BEGIN Working data

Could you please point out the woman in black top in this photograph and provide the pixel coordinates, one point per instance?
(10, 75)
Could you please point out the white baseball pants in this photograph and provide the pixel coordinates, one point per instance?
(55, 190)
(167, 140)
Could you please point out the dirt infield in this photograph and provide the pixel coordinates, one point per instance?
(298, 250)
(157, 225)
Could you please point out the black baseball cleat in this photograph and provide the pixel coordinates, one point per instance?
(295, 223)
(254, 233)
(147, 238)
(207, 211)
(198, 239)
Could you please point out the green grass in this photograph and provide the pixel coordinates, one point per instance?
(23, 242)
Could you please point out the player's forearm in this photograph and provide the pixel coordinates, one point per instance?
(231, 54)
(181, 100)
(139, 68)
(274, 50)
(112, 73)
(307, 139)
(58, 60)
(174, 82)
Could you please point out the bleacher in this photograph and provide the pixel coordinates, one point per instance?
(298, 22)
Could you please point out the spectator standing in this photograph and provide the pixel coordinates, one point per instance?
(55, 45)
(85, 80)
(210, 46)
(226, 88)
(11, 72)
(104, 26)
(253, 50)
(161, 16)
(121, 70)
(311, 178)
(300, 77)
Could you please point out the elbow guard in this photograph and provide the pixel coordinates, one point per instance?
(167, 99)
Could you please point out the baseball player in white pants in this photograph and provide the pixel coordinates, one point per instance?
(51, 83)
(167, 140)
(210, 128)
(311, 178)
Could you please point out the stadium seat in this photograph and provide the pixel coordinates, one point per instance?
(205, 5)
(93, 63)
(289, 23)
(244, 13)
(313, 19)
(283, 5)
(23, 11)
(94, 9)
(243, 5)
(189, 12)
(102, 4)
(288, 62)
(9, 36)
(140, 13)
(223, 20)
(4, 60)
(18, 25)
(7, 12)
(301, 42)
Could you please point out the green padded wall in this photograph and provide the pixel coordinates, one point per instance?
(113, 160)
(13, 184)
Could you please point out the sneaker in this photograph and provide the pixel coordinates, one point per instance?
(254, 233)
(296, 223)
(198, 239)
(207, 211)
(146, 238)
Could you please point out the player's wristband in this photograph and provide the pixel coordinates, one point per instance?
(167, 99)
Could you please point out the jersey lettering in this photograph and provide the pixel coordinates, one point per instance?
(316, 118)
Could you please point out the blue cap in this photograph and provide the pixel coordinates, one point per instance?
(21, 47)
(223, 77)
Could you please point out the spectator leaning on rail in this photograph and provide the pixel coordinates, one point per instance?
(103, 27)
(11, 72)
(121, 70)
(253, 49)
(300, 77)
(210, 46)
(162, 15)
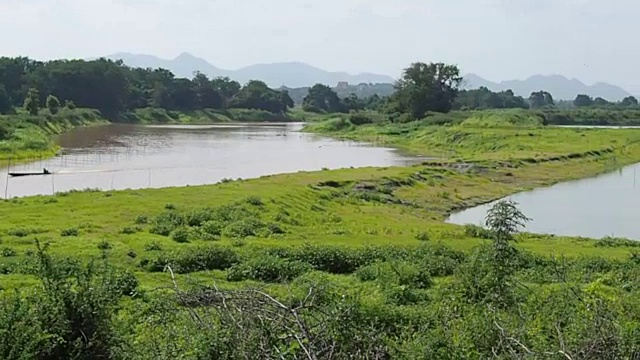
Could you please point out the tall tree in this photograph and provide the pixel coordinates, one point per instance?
(32, 101)
(322, 99)
(5, 101)
(53, 104)
(583, 100)
(257, 95)
(541, 99)
(427, 87)
(600, 102)
(207, 96)
(629, 101)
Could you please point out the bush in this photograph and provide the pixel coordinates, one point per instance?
(180, 235)
(423, 236)
(397, 272)
(69, 232)
(243, 228)
(127, 230)
(7, 252)
(358, 118)
(104, 245)
(334, 260)
(267, 268)
(165, 223)
(141, 219)
(195, 259)
(477, 232)
(254, 201)
(213, 228)
(199, 217)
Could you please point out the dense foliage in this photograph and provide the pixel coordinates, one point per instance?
(484, 98)
(112, 87)
(425, 302)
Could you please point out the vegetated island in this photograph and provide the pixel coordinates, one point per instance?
(353, 263)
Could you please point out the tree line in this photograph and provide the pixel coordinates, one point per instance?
(113, 88)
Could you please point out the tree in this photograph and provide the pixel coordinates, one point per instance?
(629, 101)
(541, 99)
(32, 101)
(600, 102)
(206, 94)
(5, 100)
(427, 87)
(353, 102)
(226, 87)
(322, 99)
(53, 104)
(583, 100)
(257, 95)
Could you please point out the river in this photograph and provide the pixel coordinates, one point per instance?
(135, 156)
(605, 205)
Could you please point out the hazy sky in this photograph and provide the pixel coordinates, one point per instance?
(592, 40)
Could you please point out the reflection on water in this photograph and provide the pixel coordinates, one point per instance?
(130, 156)
(597, 207)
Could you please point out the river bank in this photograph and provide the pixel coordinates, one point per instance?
(394, 206)
(369, 246)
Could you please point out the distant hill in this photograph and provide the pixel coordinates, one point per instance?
(291, 74)
(362, 90)
(559, 86)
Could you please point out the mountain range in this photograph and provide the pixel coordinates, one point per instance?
(298, 74)
(290, 74)
(559, 86)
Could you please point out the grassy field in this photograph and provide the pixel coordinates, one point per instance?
(387, 274)
(352, 207)
(492, 135)
(25, 137)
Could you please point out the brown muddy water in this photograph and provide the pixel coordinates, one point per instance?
(135, 156)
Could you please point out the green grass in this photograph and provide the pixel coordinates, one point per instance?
(512, 135)
(396, 206)
(29, 137)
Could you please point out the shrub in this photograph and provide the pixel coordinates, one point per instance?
(198, 217)
(8, 252)
(19, 232)
(358, 118)
(180, 235)
(243, 228)
(141, 219)
(129, 230)
(154, 246)
(334, 260)
(195, 259)
(165, 223)
(213, 228)
(104, 245)
(254, 201)
(69, 232)
(397, 272)
(268, 269)
(477, 232)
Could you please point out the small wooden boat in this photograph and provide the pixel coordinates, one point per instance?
(44, 172)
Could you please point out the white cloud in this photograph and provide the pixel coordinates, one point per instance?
(499, 39)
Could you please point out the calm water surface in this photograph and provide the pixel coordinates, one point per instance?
(606, 205)
(130, 156)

END Working data

▸ Problem to work on: Set down every entry word for word, but omit the pictures.

▸ Reply to the exercise:
Could you please point out the woman in black top in this photograph and provide the pixel coordinates, one point per instance?
(10, 75)
Could you please point out the white baseball pants in this photograph and provide the pixel coordinates, one point per instance?
(55, 190)
(167, 140)
Could you please point out the dirt infield in this photograph and provide the pixel coordinates, one point per instance?
(298, 250)
(157, 225)
Could you please point out the black baseball cleat in this photograph and provide the pixel coordinates, one point per instance?
(295, 223)
(254, 233)
(147, 238)
(207, 211)
(198, 239)
Could you please point out the green grass in this photograph and provide the pixel coordinates, one point per instance?
(23, 242)
Could you please point out the player's forearm in this photograph and provide the pixel coordinates, one point per instance?
(231, 54)
(181, 100)
(139, 68)
(274, 50)
(112, 73)
(307, 139)
(58, 60)
(174, 82)
Could you please point out the bleacher in this photograph and provide the pixel coordinates, one point per instance?
(298, 22)
Could you please point out the spectator standing in this photograph and provide the pixel coordinates, one point per instance?
(55, 45)
(85, 80)
(210, 46)
(226, 88)
(11, 72)
(104, 26)
(253, 50)
(161, 16)
(121, 70)
(311, 178)
(300, 77)
Could you please point out the elbow guard in this photograph and provide the pixel coordinates, one point per instance?
(167, 99)
Could you please point out the baseball player in white pants in this photograph and provide the pixel coordinates, one point per instance?
(51, 83)
(167, 140)
(210, 128)
(311, 178)
Could you please point out the stadium seat in this photograph and provide the pixel coordinates, one point per instance?
(205, 5)
(93, 63)
(289, 23)
(244, 13)
(313, 19)
(283, 5)
(23, 11)
(94, 9)
(243, 5)
(189, 12)
(102, 4)
(288, 62)
(9, 36)
(140, 13)
(223, 20)
(4, 60)
(18, 25)
(7, 12)
(301, 42)
Could you please point out the green padded wall in this photograph and provide the pixel coordinates, one point per instance?
(113, 160)
(13, 184)
Could you please point out the sneaker in this photograph and provide the pixel coordinates, one point per instance?
(254, 233)
(296, 223)
(198, 239)
(207, 211)
(146, 238)
Could you please point out the player's wristband in this photograph and provide the pixel coordinates, one point per instance?
(167, 99)
Could you please point out the jersey lettering in this photograph and provide the pixel coordinates, one point per instance?
(316, 118)
Could you please point out the blue cap in this photograph and provide the pixel coordinates, one point per instance?
(21, 47)
(223, 77)
Could you please point out the spectator leaning on rail in this photograph and provide the pixel coordinates, one point per instance?
(103, 27)
(11, 72)
(121, 70)
(253, 49)
(300, 77)
(210, 46)
(162, 15)
Could you please point out the tall tree in this photograph and provide the pixel coordinates, one point per instance?
(32, 101)
(322, 99)
(5, 101)
(53, 104)
(583, 100)
(257, 95)
(541, 99)
(427, 87)
(600, 102)
(207, 96)
(629, 101)
Could you please point out the bush in this photograph and provide the pixel coordinates, one point per instance?
(180, 235)
(423, 236)
(397, 272)
(69, 232)
(243, 228)
(127, 230)
(7, 252)
(358, 118)
(104, 245)
(334, 260)
(267, 268)
(165, 223)
(141, 219)
(195, 259)
(477, 232)
(254, 201)
(213, 228)
(199, 217)
Could you please point out the dense foliage in this photograph and provide the pixel coordinates, one point per instance?
(484, 98)
(112, 87)
(425, 302)
Could you please point out the vegetated island in this photograph and provide the pixel coordinates, one point per instance?
(353, 263)
Could you please point out the tree line in this photograph and provide the pixel coordinates, one point per instance?
(113, 88)
Could you please point out the tree in this photograph and provide the pixel coordinates, one point per instance?
(629, 101)
(541, 99)
(32, 101)
(600, 102)
(206, 94)
(5, 100)
(427, 87)
(353, 102)
(226, 87)
(322, 99)
(53, 104)
(583, 100)
(257, 95)
Could you please point out the river in this photograph and provide the pixel coordinates, one point per instance?
(135, 156)
(605, 205)
Could you please point out the hazy sky in this photograph and provide the pixel coordinates, one point per instance?
(592, 40)
Could you please point out the reflection on water in this photograph and provide the pixel coordinates, one point per instance?
(130, 156)
(597, 207)
Could you please point out the river bank in this photograph and provide the pixel coordinates, one point per instance?
(394, 206)
(369, 246)
Could you please point out the distant hill in this photograph and provide the pixel coordinates, one point per instance?
(291, 74)
(362, 90)
(559, 86)
Could you please point out the mountain range in this photograph and provide the pixel coordinates, one point per instance?
(298, 74)
(290, 74)
(559, 86)
Could you please point out the grassy field in this photograph and provide the pixel coordinates, one point per instance?
(387, 274)
(352, 207)
(492, 135)
(25, 137)
Could you please point out the brown muddy water in this photograph and provide the pixel coordinates, one point per instance?
(135, 156)
Could you please point out the green grass in this photograph and provide the pixel coordinates, one point per instance?
(512, 135)
(396, 206)
(29, 137)
Could you please point out the shrub in this photograph and provide the pixel coordinates, one point per instance?
(198, 217)
(8, 252)
(19, 232)
(358, 118)
(180, 235)
(243, 228)
(141, 219)
(129, 230)
(154, 246)
(334, 260)
(195, 259)
(165, 223)
(213, 228)
(104, 245)
(254, 201)
(69, 232)
(397, 272)
(268, 269)
(477, 232)
Could you please point out the small wooden boat in this photograph and provide the pixel coordinates, one point per instance?
(44, 172)
Could you please point out the white cloud in this photograph and provide the pixel coordinates, one point per instance?
(499, 39)
Could you please point out the calm water surface in this photograph and provide the pixel coordinates, one point per instance?
(606, 205)
(130, 156)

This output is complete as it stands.